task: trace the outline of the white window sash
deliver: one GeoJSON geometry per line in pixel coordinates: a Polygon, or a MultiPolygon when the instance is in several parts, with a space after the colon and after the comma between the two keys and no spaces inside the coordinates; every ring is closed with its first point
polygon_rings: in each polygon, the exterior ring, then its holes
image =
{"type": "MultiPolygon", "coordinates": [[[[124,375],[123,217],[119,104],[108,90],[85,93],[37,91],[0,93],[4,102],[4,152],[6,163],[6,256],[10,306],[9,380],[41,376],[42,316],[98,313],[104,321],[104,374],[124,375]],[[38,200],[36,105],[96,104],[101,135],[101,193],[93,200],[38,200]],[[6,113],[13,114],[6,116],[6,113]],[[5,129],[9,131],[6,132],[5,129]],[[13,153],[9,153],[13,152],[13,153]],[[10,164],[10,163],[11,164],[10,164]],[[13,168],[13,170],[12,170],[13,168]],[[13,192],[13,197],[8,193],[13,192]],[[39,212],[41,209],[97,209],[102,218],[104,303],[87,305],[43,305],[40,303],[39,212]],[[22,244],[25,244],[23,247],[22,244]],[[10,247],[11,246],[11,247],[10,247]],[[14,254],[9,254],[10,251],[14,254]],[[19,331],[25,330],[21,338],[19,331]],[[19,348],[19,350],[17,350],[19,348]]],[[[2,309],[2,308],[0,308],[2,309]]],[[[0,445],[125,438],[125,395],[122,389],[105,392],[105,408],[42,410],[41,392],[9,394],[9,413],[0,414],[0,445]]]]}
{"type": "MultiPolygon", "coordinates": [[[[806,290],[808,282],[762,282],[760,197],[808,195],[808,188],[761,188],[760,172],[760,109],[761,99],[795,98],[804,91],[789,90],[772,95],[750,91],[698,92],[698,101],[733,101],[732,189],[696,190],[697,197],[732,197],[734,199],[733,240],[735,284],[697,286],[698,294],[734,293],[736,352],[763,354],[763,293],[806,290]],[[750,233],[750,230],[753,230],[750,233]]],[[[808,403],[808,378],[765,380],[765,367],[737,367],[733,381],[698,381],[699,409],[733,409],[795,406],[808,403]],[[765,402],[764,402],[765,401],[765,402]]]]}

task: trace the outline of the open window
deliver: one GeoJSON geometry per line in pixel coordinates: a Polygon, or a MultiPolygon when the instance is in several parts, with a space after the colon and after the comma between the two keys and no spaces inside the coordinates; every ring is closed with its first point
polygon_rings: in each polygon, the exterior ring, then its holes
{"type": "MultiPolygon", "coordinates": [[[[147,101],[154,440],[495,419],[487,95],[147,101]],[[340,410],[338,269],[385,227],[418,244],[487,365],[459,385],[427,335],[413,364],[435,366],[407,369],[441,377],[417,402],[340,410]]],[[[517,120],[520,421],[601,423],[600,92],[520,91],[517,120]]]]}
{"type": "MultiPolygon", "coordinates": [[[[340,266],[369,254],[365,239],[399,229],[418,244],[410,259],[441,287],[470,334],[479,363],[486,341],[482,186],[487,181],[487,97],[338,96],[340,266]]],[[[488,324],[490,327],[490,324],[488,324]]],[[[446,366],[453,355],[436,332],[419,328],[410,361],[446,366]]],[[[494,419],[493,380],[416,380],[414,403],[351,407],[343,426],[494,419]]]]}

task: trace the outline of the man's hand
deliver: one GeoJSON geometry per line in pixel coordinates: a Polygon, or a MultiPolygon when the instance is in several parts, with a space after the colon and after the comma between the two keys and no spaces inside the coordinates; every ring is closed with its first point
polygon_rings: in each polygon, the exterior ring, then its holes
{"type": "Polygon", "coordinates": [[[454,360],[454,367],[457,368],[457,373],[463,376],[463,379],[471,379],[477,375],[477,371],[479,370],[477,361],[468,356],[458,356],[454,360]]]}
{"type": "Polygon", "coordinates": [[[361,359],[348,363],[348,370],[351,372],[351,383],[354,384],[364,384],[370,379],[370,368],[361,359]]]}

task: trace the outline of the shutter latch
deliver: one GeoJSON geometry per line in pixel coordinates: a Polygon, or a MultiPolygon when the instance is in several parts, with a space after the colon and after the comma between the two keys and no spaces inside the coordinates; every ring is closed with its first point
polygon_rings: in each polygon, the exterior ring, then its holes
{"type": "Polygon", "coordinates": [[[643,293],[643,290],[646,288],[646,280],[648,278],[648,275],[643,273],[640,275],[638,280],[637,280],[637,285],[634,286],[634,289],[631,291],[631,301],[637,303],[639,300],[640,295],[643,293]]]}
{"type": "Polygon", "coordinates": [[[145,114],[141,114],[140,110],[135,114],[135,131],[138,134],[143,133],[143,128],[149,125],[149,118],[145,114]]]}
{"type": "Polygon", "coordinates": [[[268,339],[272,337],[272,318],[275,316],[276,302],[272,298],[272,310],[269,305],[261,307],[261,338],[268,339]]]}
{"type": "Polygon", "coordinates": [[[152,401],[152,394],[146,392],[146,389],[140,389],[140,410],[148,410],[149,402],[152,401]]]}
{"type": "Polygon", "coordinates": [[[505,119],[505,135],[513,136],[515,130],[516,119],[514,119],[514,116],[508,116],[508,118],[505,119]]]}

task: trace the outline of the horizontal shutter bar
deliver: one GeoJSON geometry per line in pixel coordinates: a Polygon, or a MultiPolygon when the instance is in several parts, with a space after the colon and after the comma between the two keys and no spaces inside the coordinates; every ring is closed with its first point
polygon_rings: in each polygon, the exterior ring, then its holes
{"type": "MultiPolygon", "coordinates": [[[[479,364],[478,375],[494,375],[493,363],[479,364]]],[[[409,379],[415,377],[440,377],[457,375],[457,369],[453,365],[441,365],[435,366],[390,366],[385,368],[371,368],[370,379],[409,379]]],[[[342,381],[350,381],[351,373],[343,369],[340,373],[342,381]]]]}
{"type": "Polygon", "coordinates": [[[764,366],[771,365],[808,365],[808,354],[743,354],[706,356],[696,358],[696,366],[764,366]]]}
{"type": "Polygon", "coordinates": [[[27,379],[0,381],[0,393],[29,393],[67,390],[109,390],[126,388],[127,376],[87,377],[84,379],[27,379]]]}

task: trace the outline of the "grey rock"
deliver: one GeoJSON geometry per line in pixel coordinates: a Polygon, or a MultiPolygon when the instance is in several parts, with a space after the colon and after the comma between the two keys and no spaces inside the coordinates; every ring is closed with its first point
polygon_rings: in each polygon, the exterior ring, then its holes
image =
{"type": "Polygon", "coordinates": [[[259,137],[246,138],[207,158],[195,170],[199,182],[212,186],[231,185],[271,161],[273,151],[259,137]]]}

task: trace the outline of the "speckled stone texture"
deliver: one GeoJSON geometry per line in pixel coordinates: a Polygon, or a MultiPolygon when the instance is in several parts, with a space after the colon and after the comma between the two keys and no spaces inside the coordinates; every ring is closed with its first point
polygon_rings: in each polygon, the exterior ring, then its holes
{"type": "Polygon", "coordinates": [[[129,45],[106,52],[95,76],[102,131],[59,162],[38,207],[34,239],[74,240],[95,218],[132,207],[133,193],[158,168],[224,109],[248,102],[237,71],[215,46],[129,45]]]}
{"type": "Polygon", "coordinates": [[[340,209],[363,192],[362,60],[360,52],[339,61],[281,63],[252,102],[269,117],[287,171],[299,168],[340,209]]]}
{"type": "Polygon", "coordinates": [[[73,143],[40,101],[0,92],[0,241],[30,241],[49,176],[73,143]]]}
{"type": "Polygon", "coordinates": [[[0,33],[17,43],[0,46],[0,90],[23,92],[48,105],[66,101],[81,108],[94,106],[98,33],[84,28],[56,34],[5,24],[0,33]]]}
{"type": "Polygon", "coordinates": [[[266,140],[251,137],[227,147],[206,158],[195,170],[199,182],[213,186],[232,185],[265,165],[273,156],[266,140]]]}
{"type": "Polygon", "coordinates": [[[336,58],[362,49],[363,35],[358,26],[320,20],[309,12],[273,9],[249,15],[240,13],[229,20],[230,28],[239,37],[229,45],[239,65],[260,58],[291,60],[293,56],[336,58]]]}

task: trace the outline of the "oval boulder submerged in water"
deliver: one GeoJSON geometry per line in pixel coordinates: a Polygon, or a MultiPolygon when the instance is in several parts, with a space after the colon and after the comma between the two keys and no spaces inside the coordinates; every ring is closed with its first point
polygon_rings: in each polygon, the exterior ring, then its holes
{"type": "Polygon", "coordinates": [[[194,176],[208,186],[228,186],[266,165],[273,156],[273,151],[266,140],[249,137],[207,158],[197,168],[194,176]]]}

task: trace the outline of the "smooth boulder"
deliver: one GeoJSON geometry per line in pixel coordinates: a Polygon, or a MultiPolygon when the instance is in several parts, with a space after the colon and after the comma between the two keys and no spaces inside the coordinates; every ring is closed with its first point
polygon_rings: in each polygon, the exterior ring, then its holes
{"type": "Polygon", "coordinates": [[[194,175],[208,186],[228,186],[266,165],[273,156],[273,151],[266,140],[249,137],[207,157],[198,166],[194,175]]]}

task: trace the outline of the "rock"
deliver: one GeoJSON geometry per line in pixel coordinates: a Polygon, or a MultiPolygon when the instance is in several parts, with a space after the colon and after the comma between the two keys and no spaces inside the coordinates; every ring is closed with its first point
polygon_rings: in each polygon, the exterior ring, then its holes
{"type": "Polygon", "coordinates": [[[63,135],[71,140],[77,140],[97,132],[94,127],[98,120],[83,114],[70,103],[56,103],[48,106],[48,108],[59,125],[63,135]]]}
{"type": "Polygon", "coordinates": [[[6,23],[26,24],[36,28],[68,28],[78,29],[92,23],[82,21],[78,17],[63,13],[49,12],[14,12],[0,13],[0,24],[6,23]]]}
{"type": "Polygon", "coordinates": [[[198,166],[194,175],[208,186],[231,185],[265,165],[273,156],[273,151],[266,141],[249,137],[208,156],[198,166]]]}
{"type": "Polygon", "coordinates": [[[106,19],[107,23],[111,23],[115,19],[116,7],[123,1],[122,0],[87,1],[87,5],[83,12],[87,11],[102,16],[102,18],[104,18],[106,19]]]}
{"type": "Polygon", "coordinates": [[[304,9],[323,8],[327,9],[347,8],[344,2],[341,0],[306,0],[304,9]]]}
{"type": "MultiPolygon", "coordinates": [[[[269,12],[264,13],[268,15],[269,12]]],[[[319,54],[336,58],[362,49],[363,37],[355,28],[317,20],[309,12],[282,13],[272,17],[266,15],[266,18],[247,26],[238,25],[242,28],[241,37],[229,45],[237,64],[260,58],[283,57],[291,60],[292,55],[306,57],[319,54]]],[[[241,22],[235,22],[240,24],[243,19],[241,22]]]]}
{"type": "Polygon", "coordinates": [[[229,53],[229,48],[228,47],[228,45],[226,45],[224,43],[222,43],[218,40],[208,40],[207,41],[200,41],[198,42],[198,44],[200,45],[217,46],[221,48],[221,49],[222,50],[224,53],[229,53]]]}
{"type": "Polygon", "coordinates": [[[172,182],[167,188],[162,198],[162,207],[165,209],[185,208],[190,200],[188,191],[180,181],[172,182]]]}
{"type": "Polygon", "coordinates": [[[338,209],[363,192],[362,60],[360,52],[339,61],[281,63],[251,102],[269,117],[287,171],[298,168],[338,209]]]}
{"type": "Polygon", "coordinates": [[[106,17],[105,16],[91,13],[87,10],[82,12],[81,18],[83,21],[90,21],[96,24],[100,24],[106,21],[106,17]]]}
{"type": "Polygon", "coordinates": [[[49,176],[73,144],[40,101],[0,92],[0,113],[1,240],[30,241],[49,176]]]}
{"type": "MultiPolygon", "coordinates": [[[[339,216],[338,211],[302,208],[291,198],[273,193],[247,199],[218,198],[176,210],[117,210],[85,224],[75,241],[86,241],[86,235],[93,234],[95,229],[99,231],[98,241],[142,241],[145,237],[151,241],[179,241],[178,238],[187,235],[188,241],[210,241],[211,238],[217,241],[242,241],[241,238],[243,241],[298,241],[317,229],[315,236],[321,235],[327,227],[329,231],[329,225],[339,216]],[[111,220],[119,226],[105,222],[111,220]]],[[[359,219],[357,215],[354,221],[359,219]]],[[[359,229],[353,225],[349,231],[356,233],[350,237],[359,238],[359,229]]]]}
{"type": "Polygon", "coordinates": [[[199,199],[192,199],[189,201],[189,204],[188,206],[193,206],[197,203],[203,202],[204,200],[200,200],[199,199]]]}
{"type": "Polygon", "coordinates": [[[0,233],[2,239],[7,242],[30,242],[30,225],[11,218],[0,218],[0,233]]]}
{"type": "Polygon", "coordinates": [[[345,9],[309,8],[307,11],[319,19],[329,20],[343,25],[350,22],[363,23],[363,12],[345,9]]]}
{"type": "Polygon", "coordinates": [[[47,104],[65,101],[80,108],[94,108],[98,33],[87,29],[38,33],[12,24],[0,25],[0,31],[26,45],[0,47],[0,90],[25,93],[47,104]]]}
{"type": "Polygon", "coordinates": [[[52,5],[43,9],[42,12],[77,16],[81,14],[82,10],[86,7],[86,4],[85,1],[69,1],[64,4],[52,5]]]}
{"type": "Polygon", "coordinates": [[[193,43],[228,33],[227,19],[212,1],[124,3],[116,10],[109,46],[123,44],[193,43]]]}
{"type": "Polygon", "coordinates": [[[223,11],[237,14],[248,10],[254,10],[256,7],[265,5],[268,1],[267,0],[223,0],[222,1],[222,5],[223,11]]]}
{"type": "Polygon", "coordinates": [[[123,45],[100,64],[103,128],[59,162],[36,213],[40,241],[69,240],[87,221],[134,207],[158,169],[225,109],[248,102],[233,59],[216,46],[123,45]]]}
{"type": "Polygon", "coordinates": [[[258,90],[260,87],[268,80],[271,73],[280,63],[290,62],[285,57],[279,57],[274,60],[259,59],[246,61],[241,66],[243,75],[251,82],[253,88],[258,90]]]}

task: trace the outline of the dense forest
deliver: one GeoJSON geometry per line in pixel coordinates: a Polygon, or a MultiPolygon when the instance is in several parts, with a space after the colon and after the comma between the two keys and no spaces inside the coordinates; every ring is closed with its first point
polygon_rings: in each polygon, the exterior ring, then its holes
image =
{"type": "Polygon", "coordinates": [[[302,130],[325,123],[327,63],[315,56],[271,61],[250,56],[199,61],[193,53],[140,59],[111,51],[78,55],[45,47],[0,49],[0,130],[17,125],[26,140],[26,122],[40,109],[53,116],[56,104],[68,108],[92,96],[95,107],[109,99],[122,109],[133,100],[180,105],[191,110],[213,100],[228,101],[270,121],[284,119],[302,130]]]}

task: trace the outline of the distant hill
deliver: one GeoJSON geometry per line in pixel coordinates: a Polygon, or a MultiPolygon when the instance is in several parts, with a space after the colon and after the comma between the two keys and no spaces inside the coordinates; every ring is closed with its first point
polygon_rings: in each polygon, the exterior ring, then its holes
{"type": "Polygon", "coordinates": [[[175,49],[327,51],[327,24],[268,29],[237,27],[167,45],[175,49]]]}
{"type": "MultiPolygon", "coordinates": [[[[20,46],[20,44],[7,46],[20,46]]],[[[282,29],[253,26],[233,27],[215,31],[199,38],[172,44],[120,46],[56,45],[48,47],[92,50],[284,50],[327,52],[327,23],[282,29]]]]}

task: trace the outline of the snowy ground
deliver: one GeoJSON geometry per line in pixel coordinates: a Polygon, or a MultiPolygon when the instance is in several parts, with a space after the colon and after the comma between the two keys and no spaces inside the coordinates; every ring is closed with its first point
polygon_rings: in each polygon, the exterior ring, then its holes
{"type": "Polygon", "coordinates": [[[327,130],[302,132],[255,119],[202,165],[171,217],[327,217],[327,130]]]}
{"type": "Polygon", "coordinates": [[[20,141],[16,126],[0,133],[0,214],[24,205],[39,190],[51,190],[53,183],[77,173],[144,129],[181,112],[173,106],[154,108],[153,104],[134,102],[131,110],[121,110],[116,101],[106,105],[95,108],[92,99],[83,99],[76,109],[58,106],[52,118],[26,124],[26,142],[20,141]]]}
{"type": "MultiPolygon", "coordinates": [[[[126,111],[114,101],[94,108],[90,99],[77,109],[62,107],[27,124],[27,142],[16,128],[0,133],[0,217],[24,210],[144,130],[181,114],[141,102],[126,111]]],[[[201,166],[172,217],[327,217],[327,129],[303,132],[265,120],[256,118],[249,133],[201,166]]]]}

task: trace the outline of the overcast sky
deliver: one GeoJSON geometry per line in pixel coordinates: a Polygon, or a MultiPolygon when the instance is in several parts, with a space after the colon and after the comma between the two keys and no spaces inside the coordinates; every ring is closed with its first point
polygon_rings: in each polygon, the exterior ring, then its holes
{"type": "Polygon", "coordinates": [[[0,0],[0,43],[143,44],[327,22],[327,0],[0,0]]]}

Exercise requirements. Everything from the line containing "task: trace the outline of the overcast sky" to the last line of the entries above should be quoted exactly, and only that.

Full solution.
task: trace the outline of the overcast sky
deliver: one GeoJSON geometry per line in pixel coordinates: a Polygon, or a MultiPolygon when the instance is in several parts, with a space after the colon and after the comma between the two keys and no spaces inside the coordinates; every ring is closed with its first point
polygon_rings: in each polygon, the exterior ring, then its holes
{"type": "Polygon", "coordinates": [[[0,0],[0,43],[143,44],[327,22],[327,0],[0,0]]]}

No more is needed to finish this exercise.